+++ STUDY TEXT

Keywords: olfactory circuitry, odor perception, respiratory cycle, innate/learned decisions, retronasal/orthonasal odors
Introduction
In mammals, the olfactory system plays an important role in searching for food, avoiding danger, and finding partners for survival of the individuals and species. Odor information is detected by odorant receptor (OR) molecules expressed by olfactory sensory neurons (OSNs) in the olfactory epithelium (OE) (Buck and Axel, 1991). In each OSN, only one functional OR gene is expressed in a monoallelic manner and OSN axons expressing the same OR species converge to specific target sites in the OB forming glomerular structures (Sakano, 2010). Thus, binding signals of odorants are converted to map information of activated glomeruli (Mori and Sakano, 2011). The OB is not simply a projection screen to generate odor maps, but is also composed of various functional domains for innate odor qualities (Kobayakawa et al., 2007). The map information is then conveyed by tufted cells (TCs) to the anterior olfactory nucleus (AON) to identify the input odor and to recollect the associated memory of odor experience (Igarashi et al., 2012; Aqrabawi and Kim, 2018). The recalled odor scene further activates the valence network in the amygdala that was previously connected to the memory engram for learned decisions (Mori and Sakano, 2021).

++++++

■ PROBLEMS TO SOLVE
A. In the introduction on the olfactory system, which cells convey the map information to the anterior olfactory nucleus?
B. Pick up the introduction on the olfactory system after its final sentence and carry it forward.

+++ DATA SUPPLIED

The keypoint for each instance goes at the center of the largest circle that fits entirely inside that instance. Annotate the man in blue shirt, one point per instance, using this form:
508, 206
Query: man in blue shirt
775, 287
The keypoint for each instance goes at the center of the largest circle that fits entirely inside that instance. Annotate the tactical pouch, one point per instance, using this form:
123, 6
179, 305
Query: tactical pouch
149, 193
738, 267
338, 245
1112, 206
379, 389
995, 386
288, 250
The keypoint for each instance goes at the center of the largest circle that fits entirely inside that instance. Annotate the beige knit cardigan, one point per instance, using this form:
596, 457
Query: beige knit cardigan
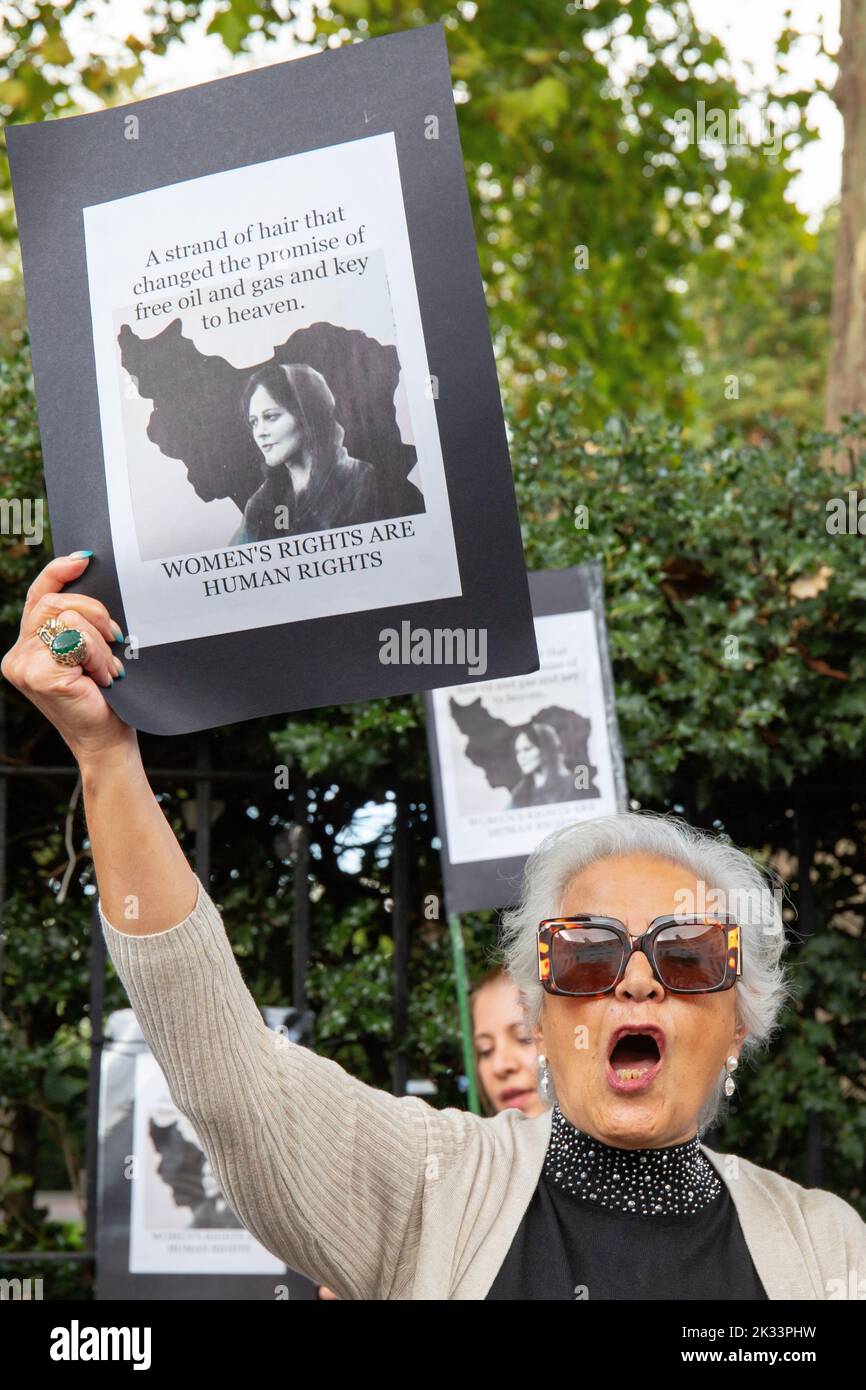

++++++

■ YOUR RESPONSES
A. Tufted cells (TCs)

B.
Separately from the memory-based learned decisions, odor signals from a specific functional domain of the OB are directly transmitted by mitral cells (MCs) to valence regions in the amygdala to elicit innate odor responses (Figure 1; Miyamichi et al., 2011; Root et al., 2014; Inokuchi et al., 2017). Although the basic architecture of hard-wired circuits is generated according to a genetic program, stereotyped innate decisions can be modified by olfactory experiences during the critical period. Neonatal odor exposure to environmental odors affects odor perception later in life. This odor-induced imprinting imposes the positive quality on imprinted memory, even when the odor quality is innately aversive (Inoue et al., 2021).
Olfactory perception takes place in relation to the respiratory cycle (Kepecs et al., 2006; Mori and Manabe, 2014). An interesting feature of olfaction is that the system receives the orthonasal/exteroceptive information during inhalation isolated from the environmental odor world in the exhalation phase. In contrast, the system detects the retronasal/interoceptive information during exhalation isolated from the internal odor world in the inhalation phase. As each respiration cycle is composed of inhalation and exhalation, sampling of external and internal odor information is discontinuous and discrete.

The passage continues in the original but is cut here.